*TEXT TO READ:*
▼

Above all, the IMG recruited. Everything now was "unity". Unity of odds and sods on the fringes of the labour movement with each other, but not unity of serious socialists with the labour movement, for whose activists the election was a deadly serious business. Needless sectarian divorce from it, in fact.

Nor was there any unity with the SWP, either. The SWP learned the lessons of the, Stechford by-election: after a few more by-election essays, they never again stood in an election for many years after! Politics, they say, is for the Labour Party, which they denounce for its parliamentarianism, except for one day every four or five years when they are ardent Labour supporters.

By the election in June 1979 Socialist Unity had dwindled to six candidates. Their programme had become blurred and muzzy, and it was not revolutionary socialist. All the Socialist Unity candidates, predictably, did very badly, averaging only a few hundred votes. Not so predictably, Tariq Ali, one of the best known black men in Britain, standing in Southall where there had been much anti-racist activity, and the Labour MP [Sid Bidwell, a former Trotskyist and early member of the "Socialist Review" Group in the 1950s, forerunner of the SWP] had been tainted with racism, got only 477 votes.

The IMG bubble had burst, but not before they had established one of the most discredited and irresponsible episodes in the recent history of the left. While the vandal Tories were marching towards power, they spent their time making imaginary war on the SWP — which was busy making imaginary war on Labour (except on election day...). Both pursued self-advancement above all else.

Let it be clear what I am saying and am not saying here. If, in 1979, socialists had been in a position to make a serious, credible challenge to Labour's dominant right wing, then it would have been criminal not to have made it. Because there was no such possibility, nor any half-way serious reason to believe that there was, it was criminal to mess about.

Socialist groups compete with each other and try to recruit. Any group which says otherwise is either not long for this world or silly and hypocritical. But Socialist Unity was designed to compete with the SWP and recruit to the IMG, by engaging in manoeuvres which cut across the needs of the class struggle — which in the gıven circumstances had to mean fighting for the victory of the trade unions' party, the bourgeois workers' party — the Labour Party — against the open party of big business, the Tory party.

All the big class issues and the reality around them were forgotten in the debauch of wishful thinking and seetarian opportunism.

Many on the left are today in a mood like that which generated Socialist Unity. It is not, they half-say, worth electing a Kinnock-led Labour government. They could not be more wrong.

▲

*REQUEST:*
Quote word for word the portion of the passage on Socialist Unity that begins with "Socialist groups compete" and continues through "be more wrong.".

*AVAILABLE DATA:*

▼

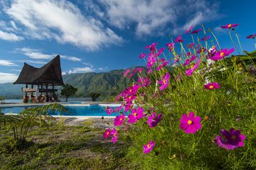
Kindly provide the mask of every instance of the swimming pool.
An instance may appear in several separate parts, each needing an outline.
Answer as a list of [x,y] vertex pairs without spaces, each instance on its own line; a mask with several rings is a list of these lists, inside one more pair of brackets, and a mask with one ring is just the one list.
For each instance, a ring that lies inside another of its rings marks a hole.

▲

*RESULT OF THIS EXERCISE:*
Socialist groups compete with each other and try to recruit. Any group which says otherwise is either not long for this world or silly and hypocritical. But Socialist Unity was designed to compete with the SWP and recruit to the IMG, by engaging in manoeuvres which cut across the needs of the class struggle — which in the gıven circumstances had to mean fighting for the victory of the trade unions' party, the bourgeois workers' party — the Labour Party — against the open party of big business, the Tory party.

All the big class issues and the reality around them were forgotten in the debauch of wishful thinking and seetarian opportunism.

Many on the left are today in a mood like that which generated Socialist Unity. It is not, they half-say, worth electing a Kinnock-led Labour government. They could not be more wrong.